Adelaide Festival 2020: Ben Brooker
Ben Brooker at the Adelaide Festival
1 March 2020
While completing The Magic Flute in 1791, Mozart was commissioned by an anonymous intermediary of the aristocrat Franz von Walsegg to compose a requiem mass. Walsegg, an amateur musician, was grieving for his twenty-year-old wife and wanted a piece of music to commemorate her death. Having finished only the Requiem and Kyrie movements, Mozart himself was dead aged just 35, leaving the rest to be completed by others, primarily the Austrian composer and conductor Franz Xaver Süssmayer.
More than a little mythology – fomented by Alexander Pushkin’s play Mozart and Salieri and its more familiar offspring, the curiously overpraised play and film Amadeus – has attached itself to the circumstances of the Requiem’s composition and Mozart’s coterminous death. Little disputed, however, is that an ailing Mozart (he believed he was being slowly poisoned) came to view the Requiem as his own, a dark obsession instigated by the Angel of Death — in reality, probably the musician Franz Anton Leitgeb — that had called on him. Purportedly, Mozart’s last action was to make the sound of the timpani in Requiem with his mouth, his body at the last an instrument of a lifetime’s addiction to making music.
In some sense, the Requiem stands apart from this historicity. Like all canonized pieces of music, we hear it without really hearing it, its musical and emotive qualities denuded by repetition into, if anything, a kind of shorthand. We turn to it reflexively, as New Yorkers, after September 11, did when flocking to performances of Brahms’ German Requiem to speak to, and on behalf of, grief that feels ineffable. As much as anything else, requiems, with their deployment of archaic language and ritual, are signifiers, lending events the imprimatur of serious spiritual and moral purpose.
Requiem. Photo credit: Tony Lewis.
This year’s Adelaide Festival programme featured two works, animated by very different kinds of mourning that placed the Requiem at the heart of their soundscapes. Both had me feeling that Mozart’s music was adding drama not to their ostensible subject matter but to their own enervation as, rather like the dying composer himself, they reproduced sounds not for affect, but out of some fading, preconscious will to live. Afterwards, l kept recalling the words of the late English cultural theorist Mark Fisher: “While twentieth-century experimental culture was seized by a recombinatorial delirium which made it feel as if newness was infinitely available, the twenty-first century is oppressed by a crushing sense of finitude and exhaustion”.

* [Record extracts]:
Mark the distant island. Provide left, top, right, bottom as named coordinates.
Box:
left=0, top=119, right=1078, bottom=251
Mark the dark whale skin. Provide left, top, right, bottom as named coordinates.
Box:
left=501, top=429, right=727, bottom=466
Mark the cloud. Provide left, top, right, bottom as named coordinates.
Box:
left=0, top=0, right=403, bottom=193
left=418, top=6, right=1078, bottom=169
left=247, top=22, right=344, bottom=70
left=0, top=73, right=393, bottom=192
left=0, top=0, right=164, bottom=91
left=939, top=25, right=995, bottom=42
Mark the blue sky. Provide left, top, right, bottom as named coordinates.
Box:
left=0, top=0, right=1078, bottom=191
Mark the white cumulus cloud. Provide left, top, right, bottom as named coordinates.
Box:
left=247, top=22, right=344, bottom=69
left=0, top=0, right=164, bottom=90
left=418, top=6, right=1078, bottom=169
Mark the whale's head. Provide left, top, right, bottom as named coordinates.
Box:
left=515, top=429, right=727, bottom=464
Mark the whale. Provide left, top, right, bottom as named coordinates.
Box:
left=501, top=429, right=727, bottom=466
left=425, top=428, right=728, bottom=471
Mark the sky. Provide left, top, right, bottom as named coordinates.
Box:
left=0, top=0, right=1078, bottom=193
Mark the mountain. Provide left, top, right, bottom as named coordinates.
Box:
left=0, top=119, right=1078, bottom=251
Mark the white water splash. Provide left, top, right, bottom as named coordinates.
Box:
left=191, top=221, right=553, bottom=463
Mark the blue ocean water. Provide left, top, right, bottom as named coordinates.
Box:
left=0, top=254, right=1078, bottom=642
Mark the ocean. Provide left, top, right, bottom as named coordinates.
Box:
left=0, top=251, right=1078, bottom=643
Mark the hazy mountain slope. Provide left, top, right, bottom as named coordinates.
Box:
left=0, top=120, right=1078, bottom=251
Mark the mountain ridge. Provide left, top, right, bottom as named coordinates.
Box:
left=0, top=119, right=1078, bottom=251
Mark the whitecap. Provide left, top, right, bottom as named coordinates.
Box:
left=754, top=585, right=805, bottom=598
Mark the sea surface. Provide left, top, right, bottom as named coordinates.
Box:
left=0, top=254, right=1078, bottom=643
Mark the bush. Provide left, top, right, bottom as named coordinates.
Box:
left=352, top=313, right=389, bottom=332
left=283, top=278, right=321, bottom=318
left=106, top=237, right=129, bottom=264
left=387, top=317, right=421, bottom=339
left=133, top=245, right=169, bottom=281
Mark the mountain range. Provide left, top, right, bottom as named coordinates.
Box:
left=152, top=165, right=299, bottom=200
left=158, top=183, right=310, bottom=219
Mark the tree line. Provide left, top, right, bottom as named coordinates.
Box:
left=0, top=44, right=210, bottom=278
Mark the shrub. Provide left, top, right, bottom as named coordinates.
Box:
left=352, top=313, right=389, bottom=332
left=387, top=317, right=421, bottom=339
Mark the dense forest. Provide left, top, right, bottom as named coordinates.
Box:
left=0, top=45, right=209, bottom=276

* [Goals]:
A) In the festival review, who mainly completed the Requiem after Mozart's death?
B) Reproduce the festival review's text between "In some sense, the" and "and moral purpose.", inclusive.

* [Answer set]:
A) The Austrian composer and conductor Franz Xaver Süssmayer.

B)
In some sense, the Requiem stands apart from this historicity. Like all canonized pieces of music, we hear it without really hearing it, its musical and emotive qualities denuded by repetition into, if anything, a kind of shorthand. We turn to it reflexively, as New Yorkers, after September 11, did when flocking to performances of Brahms’ German Requiem to speak to, and on behalf of, grief that feels ineffable. As much as anything else, requiems, with their deployment of archaic language and ritual, are signifiers, lending events the imprimatur of serious spiritual and moral purpose.